For the records below, print the lines from the line with "Target: wooden groyne post" through the line with "Kindly mark the innermost point of each instance of the green" exactly as written; include both end lines and exclude the rest.

**********

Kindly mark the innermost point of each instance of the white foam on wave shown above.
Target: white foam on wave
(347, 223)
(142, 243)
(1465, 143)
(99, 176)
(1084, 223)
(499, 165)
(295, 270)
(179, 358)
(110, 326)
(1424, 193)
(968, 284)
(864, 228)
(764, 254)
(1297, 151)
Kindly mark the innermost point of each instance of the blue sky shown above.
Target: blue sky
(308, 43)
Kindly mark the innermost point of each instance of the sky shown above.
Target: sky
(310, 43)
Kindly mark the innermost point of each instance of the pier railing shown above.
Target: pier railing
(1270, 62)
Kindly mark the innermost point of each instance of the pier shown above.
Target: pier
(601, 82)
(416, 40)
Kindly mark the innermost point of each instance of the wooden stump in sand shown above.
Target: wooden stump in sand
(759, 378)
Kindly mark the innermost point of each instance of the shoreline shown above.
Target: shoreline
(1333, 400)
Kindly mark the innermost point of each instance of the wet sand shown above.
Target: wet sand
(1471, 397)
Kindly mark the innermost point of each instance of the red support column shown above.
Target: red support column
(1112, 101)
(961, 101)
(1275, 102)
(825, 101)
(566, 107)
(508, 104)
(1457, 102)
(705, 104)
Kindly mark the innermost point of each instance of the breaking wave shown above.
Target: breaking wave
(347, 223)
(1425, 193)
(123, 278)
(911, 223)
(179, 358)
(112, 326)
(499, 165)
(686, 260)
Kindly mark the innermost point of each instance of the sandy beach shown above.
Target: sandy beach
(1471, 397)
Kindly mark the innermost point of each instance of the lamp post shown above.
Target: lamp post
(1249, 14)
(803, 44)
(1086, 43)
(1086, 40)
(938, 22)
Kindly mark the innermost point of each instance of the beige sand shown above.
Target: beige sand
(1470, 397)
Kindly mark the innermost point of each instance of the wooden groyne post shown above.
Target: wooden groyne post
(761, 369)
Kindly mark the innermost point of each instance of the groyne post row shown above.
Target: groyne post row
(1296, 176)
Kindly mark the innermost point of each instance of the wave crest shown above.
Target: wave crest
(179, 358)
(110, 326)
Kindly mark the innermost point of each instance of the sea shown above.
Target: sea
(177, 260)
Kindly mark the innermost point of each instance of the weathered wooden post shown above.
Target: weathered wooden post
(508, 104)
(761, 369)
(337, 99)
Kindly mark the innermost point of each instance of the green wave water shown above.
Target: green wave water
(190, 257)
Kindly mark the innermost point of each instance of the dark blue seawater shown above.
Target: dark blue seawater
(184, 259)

**********

● ANSWER SPACE:
Target: wooden groyne post
(761, 369)
Kindly mark the innermost point of each instance of the groyne post row shown above.
Target: groyne post row
(1296, 176)
Kindly mark the innermost point of each instance of the wave crest shown above.
Target: wave crest
(179, 358)
(110, 326)
Kindly mark the innermost point of each instance of the sea shown above.
Target: sea
(177, 260)
Kindly mark the innermost point of each instance of the weathered wooden post shown above.
Target: weathered wooden post
(508, 104)
(761, 369)
(337, 99)
Kindly mark the innermost point of each instance of the green wave water shown above.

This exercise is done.